Exercise brief — Rewrite the advice on approaching art galleries, starting with "If there are" and going on through "a good sign.", with "gallery" replaced by "studio".

Reading passage —
====

Here is another Gainsborough. They look a bit different from the previous portrait artists at which we have been looking because he was a generation earlier.

If there are no shows or outdoor festivals near you, or you want to do the gallery thing right away you need to do some research. There is no reason to drive 100 or more miles to find your first gallery, you will do that later, but the place to start out is near where you live. Start walking into galleries and reconnoitering, notice whether the person running the gallery greets you politely, they can leave you alone after that, but they should acknowledge your entrance. If they don't, that's not a good sign.

DO NOT GO UP TO THE DESK AND TELL THEM YOU ARE AN ARTIST, AND ASK IF THEY WOULD LIKE TO SEE YOUR WORK!

This is just an information gathering expedition. If you are in a conversation with them and you have talked for a few minutes or if they seem to want to know if you are a collector, then you may tell them then .But don't ask them if you can show them your work.You might say that you are scoping out local galleries to find a place to show. If they ask to see your work that is fine, but galleries have people walking in all day and pestering them to review their portfolios and they get real tired of it. Usually the people who do that, are not of the caliber the gallery shows and the dealers have all had the experience of some wannabe artist they have politely rejected going bonkers at them. The dealers are very apprehensive about going through that again so they dread the whole portfolio showing thing. Visit a number of galleries and compare them . You didn't marry the first girl ( guy, or indeterminate creature ) you met did you?

====

Data provided —
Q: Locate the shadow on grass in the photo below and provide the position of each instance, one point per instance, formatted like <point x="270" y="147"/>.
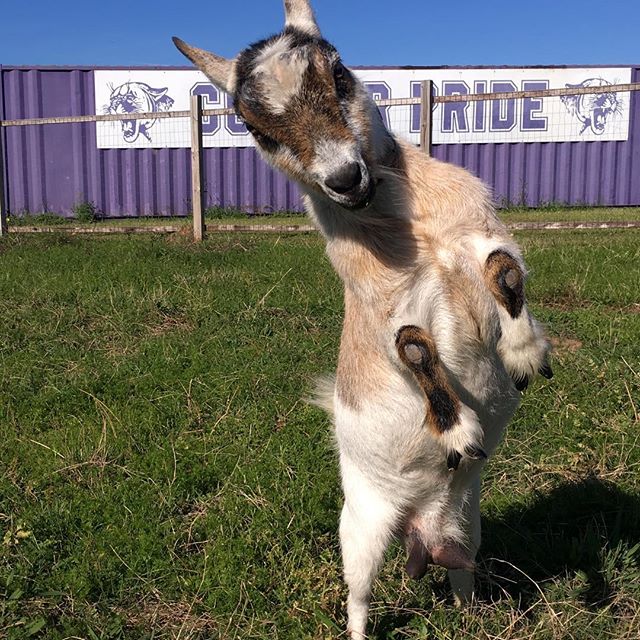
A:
<point x="588" y="529"/>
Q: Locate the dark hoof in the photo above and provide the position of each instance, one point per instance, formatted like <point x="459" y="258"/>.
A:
<point x="521" y="383"/>
<point x="453" y="460"/>
<point x="546" y="371"/>
<point x="475" y="453"/>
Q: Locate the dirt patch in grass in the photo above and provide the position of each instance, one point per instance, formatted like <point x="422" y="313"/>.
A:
<point x="170" y="620"/>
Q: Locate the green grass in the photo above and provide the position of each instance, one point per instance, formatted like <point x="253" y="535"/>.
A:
<point x="161" y="478"/>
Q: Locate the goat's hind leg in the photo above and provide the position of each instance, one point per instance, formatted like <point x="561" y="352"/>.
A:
<point x="453" y="423"/>
<point x="522" y="346"/>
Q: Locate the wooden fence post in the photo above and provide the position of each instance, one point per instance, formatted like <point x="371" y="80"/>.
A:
<point x="426" y="120"/>
<point x="4" y="228"/>
<point x="197" y="183"/>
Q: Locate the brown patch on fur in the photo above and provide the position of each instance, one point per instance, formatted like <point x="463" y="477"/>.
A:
<point x="505" y="281"/>
<point x="419" y="354"/>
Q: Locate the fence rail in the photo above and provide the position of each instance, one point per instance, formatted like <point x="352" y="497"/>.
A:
<point x="426" y="101"/>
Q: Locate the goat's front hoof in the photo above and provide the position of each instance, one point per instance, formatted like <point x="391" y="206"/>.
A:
<point x="522" y="382"/>
<point x="472" y="451"/>
<point x="475" y="453"/>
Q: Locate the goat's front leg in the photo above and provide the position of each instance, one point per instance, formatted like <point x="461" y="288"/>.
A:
<point x="452" y="422"/>
<point x="523" y="346"/>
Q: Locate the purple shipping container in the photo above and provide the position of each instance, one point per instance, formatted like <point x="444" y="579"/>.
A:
<point x="51" y="168"/>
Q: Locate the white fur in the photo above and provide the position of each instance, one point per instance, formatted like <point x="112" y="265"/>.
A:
<point x="281" y="72"/>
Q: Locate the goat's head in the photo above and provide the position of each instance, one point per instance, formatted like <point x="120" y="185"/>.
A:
<point x="309" y="115"/>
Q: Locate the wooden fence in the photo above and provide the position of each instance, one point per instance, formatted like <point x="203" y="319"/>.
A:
<point x="197" y="113"/>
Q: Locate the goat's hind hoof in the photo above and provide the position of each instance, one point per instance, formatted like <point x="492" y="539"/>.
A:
<point x="522" y="382"/>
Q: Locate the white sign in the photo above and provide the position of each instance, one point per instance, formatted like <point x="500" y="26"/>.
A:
<point x="599" y="116"/>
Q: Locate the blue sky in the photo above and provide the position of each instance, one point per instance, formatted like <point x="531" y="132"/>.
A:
<point x="411" y="32"/>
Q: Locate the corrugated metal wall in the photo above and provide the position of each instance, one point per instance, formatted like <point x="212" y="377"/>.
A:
<point x="53" y="167"/>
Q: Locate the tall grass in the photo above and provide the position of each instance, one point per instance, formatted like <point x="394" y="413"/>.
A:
<point x="161" y="478"/>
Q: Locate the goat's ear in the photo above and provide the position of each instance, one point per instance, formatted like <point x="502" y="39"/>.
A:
<point x="299" y="15"/>
<point x="219" y="70"/>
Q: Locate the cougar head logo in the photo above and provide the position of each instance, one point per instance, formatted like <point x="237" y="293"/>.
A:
<point x="592" y="109"/>
<point x="137" y="97"/>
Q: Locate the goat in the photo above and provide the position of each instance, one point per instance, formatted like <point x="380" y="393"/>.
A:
<point x="437" y="341"/>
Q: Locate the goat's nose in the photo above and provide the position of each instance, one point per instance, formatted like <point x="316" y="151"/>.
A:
<point x="345" y="179"/>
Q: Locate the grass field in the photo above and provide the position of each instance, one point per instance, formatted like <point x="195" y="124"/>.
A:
<point x="550" y="213"/>
<point x="160" y="476"/>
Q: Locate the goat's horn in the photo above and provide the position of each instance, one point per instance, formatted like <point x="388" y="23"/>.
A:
<point x="219" y="70"/>
<point x="299" y="15"/>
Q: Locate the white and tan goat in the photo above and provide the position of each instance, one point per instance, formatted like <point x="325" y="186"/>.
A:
<point x="437" y="340"/>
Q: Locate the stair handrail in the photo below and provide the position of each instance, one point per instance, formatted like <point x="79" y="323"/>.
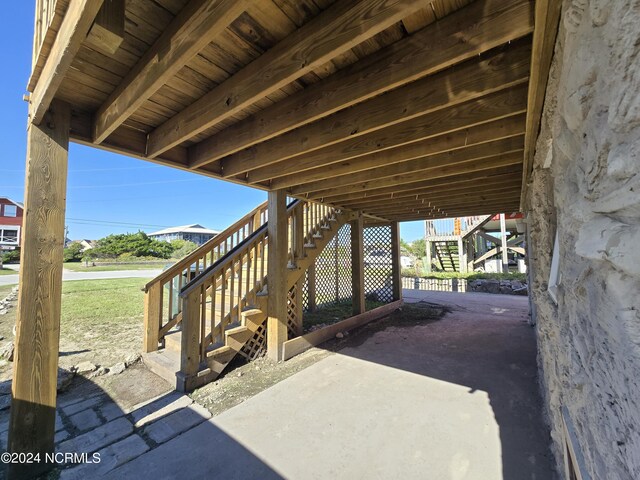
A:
<point x="230" y="256"/>
<point x="211" y="244"/>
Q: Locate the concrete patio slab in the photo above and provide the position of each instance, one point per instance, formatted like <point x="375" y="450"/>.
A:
<point x="453" y="399"/>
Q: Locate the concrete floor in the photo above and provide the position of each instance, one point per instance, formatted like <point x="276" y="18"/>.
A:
<point x="454" y="399"/>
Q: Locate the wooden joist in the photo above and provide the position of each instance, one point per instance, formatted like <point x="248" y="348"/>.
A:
<point x="448" y="163"/>
<point x="477" y="28"/>
<point x="385" y="160"/>
<point x="335" y="197"/>
<point x="331" y="33"/>
<point x="74" y="28"/>
<point x="403" y="104"/>
<point x="198" y="23"/>
<point x="547" y="18"/>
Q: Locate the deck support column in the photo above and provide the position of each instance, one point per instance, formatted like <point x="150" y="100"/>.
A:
<point x="357" y="265"/>
<point x="396" y="283"/>
<point x="277" y="274"/>
<point x="35" y="366"/>
<point x="503" y="237"/>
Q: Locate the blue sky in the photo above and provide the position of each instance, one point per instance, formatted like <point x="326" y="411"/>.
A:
<point x="109" y="193"/>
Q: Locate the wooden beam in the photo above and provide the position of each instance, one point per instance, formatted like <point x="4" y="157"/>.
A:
<point x="107" y="32"/>
<point x="336" y="198"/>
<point x="433" y="195"/>
<point x="73" y="31"/>
<point x="496" y="130"/>
<point x="35" y="364"/>
<point x="357" y="265"/>
<point x="396" y="266"/>
<point x="478" y="27"/>
<point x="436" y="185"/>
<point x="547" y="18"/>
<point x="197" y="24"/>
<point x="277" y="272"/>
<point x="336" y="30"/>
<point x="403" y="104"/>
<point x="429" y="166"/>
<point x="298" y="345"/>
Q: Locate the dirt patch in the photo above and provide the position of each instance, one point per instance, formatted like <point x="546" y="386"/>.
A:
<point x="243" y="381"/>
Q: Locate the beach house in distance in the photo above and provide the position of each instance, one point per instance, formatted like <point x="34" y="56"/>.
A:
<point x="10" y="223"/>
<point x="195" y="233"/>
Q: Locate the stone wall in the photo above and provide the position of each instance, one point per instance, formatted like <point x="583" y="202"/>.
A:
<point x="586" y="180"/>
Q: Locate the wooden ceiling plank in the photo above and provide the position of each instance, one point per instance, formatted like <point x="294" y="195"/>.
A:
<point x="479" y="27"/>
<point x="443" y="161"/>
<point x="474" y="167"/>
<point x="547" y="18"/>
<point x="327" y="35"/>
<point x="505" y="173"/>
<point x="468" y="82"/>
<point x="195" y="26"/>
<point x="397" y="106"/>
<point x="483" y="133"/>
<point x="75" y="25"/>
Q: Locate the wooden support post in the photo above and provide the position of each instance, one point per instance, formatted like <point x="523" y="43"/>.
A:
<point x="396" y="283"/>
<point x="107" y="32"/>
<point x="277" y="274"/>
<point x="503" y="236"/>
<point x="462" y="260"/>
<point x="311" y="284"/>
<point x="35" y="365"/>
<point x="190" y="347"/>
<point x="357" y="265"/>
<point x="152" y="317"/>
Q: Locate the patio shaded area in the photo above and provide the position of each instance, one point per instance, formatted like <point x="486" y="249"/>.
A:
<point x="452" y="399"/>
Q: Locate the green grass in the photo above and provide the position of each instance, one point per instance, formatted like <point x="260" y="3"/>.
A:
<point x="101" y="321"/>
<point x="79" y="266"/>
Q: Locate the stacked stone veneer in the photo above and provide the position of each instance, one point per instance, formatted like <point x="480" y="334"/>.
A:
<point x="586" y="181"/>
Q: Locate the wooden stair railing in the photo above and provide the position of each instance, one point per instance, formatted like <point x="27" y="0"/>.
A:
<point x="163" y="306"/>
<point x="226" y="304"/>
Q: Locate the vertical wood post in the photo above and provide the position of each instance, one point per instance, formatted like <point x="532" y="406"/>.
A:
<point x="35" y="365"/>
<point x="462" y="257"/>
<point x="357" y="265"/>
<point x="190" y="342"/>
<point x="503" y="237"/>
<point x="395" y="261"/>
<point x="311" y="285"/>
<point x="277" y="274"/>
<point x="152" y="317"/>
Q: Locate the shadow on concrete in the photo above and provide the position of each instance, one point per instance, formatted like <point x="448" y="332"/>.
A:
<point x="96" y="438"/>
<point x="485" y="347"/>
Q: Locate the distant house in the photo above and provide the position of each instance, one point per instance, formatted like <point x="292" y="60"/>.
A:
<point x="193" y="233"/>
<point x="10" y="223"/>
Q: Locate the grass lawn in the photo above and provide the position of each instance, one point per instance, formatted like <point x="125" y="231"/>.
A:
<point x="79" y="266"/>
<point x="101" y="321"/>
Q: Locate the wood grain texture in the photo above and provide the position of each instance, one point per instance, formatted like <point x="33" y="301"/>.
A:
<point x="547" y="18"/>
<point x="74" y="28"/>
<point x="332" y="32"/>
<point x="35" y="365"/>
<point x="197" y="25"/>
<point x="478" y="27"/>
<point x="400" y="105"/>
<point x="357" y="265"/>
<point x="277" y="274"/>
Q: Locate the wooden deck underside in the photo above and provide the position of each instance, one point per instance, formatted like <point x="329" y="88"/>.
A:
<point x="403" y="109"/>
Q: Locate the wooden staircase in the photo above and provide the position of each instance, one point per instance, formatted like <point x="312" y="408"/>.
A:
<point x="447" y="255"/>
<point x="226" y="303"/>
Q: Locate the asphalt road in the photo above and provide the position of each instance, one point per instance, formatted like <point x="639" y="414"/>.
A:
<point x="68" y="275"/>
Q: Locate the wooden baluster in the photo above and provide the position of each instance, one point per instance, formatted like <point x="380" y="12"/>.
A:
<point x="152" y="317"/>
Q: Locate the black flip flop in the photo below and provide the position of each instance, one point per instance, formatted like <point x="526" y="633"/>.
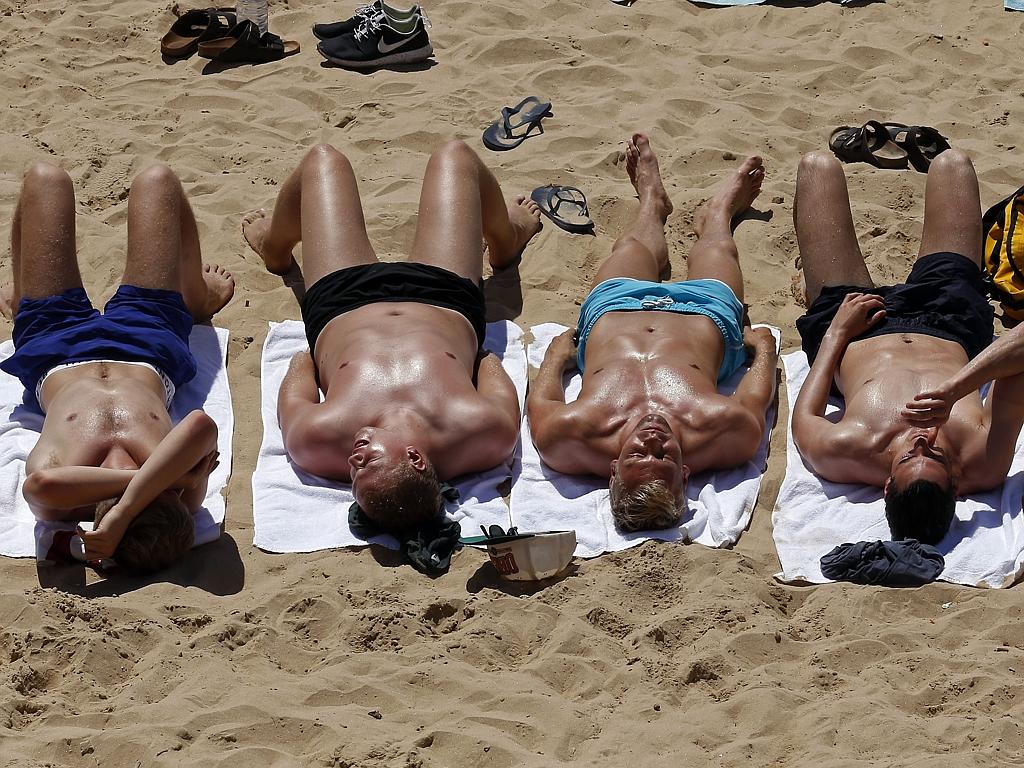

====

Written response —
If there are no shows or outdoor festivals near you, or you want to do the studio thing right away you need to do some research. There is no reason to drive 100 or more miles to find your first studio, you will do that later, but the place to start out is near where you live. Start walking into galleries and reconnoitering, notice whether the person running the studio greets you politely, they can leave you alone after that, but they should acknowledge your entrance. If they don't, that's not a good sign.